** Opening TASK DATA block **

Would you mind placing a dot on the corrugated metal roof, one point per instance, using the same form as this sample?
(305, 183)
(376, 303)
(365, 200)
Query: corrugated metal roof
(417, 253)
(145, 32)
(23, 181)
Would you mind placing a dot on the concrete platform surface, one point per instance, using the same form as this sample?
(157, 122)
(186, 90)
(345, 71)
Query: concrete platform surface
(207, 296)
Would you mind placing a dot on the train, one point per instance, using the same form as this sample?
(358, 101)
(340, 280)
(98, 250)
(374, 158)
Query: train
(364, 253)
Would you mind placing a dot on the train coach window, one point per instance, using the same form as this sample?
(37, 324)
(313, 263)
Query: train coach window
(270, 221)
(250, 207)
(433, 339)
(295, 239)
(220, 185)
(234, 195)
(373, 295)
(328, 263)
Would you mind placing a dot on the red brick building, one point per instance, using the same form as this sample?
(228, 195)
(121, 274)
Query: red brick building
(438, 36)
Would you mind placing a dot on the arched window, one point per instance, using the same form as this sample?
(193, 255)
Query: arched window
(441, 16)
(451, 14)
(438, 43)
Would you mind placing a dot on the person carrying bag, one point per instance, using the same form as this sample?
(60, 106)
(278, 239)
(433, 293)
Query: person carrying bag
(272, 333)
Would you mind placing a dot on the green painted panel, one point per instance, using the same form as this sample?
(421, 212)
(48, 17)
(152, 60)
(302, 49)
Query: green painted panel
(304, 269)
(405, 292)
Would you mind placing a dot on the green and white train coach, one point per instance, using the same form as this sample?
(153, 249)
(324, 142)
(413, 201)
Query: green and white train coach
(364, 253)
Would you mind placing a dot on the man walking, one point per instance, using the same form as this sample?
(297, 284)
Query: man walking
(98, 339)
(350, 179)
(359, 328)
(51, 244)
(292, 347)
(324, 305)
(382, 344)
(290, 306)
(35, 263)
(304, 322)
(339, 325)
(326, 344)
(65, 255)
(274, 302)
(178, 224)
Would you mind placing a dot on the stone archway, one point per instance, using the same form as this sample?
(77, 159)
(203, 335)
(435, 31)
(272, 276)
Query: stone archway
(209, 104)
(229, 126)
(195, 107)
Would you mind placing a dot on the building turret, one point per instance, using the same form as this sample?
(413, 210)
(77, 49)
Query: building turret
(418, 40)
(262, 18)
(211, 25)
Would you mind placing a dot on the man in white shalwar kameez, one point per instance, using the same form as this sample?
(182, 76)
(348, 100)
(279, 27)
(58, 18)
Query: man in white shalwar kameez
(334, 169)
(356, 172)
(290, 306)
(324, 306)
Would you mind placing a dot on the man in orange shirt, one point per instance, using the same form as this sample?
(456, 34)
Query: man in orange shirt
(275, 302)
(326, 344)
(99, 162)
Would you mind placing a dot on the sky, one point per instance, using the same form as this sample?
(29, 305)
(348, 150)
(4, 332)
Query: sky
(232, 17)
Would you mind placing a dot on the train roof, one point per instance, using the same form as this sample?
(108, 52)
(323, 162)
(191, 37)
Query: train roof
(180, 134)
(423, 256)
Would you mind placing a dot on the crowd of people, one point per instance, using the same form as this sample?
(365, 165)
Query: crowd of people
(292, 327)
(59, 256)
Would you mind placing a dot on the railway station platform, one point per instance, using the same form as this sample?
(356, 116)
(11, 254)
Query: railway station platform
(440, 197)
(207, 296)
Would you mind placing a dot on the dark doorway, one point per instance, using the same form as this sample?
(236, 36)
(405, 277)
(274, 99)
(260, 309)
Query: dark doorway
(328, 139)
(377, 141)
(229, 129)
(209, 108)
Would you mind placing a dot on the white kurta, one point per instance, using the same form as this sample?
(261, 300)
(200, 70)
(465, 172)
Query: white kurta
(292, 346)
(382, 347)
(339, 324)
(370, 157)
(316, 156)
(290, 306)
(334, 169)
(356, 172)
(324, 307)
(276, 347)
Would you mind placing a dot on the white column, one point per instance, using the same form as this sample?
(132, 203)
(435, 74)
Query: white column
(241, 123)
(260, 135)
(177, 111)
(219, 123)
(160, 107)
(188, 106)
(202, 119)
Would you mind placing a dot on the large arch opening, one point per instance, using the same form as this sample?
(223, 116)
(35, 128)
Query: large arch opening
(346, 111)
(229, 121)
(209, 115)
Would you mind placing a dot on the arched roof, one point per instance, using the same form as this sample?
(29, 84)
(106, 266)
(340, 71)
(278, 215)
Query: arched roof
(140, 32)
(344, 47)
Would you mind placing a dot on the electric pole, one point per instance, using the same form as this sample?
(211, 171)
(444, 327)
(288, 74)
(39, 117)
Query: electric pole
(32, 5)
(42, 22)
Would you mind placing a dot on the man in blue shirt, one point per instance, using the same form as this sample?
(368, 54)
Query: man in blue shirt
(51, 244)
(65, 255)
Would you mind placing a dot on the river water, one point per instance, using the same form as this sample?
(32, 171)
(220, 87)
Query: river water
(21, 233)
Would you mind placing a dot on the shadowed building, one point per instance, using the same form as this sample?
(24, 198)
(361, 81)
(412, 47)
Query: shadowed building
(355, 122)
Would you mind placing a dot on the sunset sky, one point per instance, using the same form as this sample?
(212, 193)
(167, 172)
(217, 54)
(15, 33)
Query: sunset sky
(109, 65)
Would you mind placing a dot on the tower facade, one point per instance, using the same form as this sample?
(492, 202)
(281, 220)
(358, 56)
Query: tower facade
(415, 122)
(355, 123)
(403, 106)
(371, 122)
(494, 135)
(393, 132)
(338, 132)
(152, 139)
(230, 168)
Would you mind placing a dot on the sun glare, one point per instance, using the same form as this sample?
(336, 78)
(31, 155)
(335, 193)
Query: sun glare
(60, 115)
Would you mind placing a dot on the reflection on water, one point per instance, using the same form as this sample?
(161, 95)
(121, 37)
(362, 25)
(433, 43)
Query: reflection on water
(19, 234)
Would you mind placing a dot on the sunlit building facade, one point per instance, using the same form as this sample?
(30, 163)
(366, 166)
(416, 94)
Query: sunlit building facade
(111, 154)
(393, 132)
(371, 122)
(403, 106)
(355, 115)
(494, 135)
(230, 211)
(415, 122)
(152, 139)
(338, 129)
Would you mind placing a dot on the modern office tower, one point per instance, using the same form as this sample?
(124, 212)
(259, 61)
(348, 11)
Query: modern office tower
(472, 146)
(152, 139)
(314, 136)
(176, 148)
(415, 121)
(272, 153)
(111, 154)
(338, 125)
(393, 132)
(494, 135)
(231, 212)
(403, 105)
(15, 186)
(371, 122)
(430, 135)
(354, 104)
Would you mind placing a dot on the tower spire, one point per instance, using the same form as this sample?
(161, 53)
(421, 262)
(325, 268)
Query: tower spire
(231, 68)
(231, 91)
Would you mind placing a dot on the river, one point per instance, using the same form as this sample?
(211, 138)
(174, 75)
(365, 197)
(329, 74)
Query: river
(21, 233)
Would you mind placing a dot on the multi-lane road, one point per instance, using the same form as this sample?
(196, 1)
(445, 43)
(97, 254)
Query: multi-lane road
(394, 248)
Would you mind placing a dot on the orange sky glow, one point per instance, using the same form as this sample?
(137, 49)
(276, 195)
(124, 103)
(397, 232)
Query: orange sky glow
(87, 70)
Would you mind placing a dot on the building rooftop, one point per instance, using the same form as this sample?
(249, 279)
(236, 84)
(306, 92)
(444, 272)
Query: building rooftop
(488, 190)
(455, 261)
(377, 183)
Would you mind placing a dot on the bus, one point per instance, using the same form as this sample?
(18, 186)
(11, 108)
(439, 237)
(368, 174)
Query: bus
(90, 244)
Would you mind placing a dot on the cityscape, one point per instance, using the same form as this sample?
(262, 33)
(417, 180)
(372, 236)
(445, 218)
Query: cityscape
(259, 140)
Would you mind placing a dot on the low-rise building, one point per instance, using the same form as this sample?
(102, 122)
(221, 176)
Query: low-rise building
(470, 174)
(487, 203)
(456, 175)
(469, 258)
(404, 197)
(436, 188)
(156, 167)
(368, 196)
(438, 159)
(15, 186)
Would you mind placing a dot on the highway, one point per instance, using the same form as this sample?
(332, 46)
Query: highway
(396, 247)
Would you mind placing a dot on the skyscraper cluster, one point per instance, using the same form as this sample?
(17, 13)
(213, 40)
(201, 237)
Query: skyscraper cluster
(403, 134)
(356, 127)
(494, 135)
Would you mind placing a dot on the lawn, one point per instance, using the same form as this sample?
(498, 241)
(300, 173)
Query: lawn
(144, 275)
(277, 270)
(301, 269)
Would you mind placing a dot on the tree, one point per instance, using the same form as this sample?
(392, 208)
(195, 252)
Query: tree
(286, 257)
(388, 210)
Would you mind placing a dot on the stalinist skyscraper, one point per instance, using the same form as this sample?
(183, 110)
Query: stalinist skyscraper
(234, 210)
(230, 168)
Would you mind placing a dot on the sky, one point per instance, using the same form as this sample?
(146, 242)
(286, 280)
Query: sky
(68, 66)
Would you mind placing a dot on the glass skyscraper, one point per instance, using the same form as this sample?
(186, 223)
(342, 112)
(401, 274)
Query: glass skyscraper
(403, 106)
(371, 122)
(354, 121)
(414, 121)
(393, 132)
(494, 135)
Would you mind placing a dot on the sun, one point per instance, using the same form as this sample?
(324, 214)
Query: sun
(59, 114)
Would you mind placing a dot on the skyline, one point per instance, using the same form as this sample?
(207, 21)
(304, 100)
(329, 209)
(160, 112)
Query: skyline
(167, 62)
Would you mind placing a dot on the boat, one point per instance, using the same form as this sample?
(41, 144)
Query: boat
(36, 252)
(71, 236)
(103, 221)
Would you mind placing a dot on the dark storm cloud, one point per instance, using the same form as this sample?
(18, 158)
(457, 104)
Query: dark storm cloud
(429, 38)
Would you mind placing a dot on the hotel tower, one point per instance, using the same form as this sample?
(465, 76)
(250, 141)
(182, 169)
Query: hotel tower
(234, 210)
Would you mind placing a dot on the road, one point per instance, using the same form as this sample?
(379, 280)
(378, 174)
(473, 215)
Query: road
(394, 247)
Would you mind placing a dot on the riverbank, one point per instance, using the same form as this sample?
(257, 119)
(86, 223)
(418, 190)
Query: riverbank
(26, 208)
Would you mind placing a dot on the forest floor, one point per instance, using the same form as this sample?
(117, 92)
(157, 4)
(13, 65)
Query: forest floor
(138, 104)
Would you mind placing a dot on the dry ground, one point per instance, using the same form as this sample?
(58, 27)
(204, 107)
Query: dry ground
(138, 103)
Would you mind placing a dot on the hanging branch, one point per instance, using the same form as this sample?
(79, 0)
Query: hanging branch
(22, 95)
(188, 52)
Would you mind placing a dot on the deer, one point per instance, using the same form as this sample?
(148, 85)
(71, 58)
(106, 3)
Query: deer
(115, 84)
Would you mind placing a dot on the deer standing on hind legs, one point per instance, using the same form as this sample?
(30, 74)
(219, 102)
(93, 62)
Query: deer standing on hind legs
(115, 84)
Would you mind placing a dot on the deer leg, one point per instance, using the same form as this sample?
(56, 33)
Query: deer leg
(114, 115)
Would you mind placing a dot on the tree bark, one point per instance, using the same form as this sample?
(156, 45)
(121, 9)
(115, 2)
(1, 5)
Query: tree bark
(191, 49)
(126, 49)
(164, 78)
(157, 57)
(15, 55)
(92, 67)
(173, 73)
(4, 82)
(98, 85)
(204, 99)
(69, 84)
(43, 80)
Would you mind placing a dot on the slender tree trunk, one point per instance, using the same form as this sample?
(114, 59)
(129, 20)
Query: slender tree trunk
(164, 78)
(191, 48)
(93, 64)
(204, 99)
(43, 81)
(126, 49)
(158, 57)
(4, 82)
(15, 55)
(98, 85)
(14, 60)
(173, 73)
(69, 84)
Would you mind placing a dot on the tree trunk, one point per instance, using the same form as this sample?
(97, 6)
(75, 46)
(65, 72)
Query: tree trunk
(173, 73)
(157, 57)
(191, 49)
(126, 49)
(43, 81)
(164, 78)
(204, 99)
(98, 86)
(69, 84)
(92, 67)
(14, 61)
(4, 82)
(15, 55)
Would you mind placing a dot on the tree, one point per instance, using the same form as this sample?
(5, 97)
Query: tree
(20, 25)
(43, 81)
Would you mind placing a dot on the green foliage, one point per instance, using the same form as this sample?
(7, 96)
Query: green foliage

** Closing TASK DATA block **

▶ _TASK OBJECTIVE_
Using the records above, report the number of lines that include the string "foliage", with nothing added.

▶ _SOLUTION FOR THIS EXERCISE_
2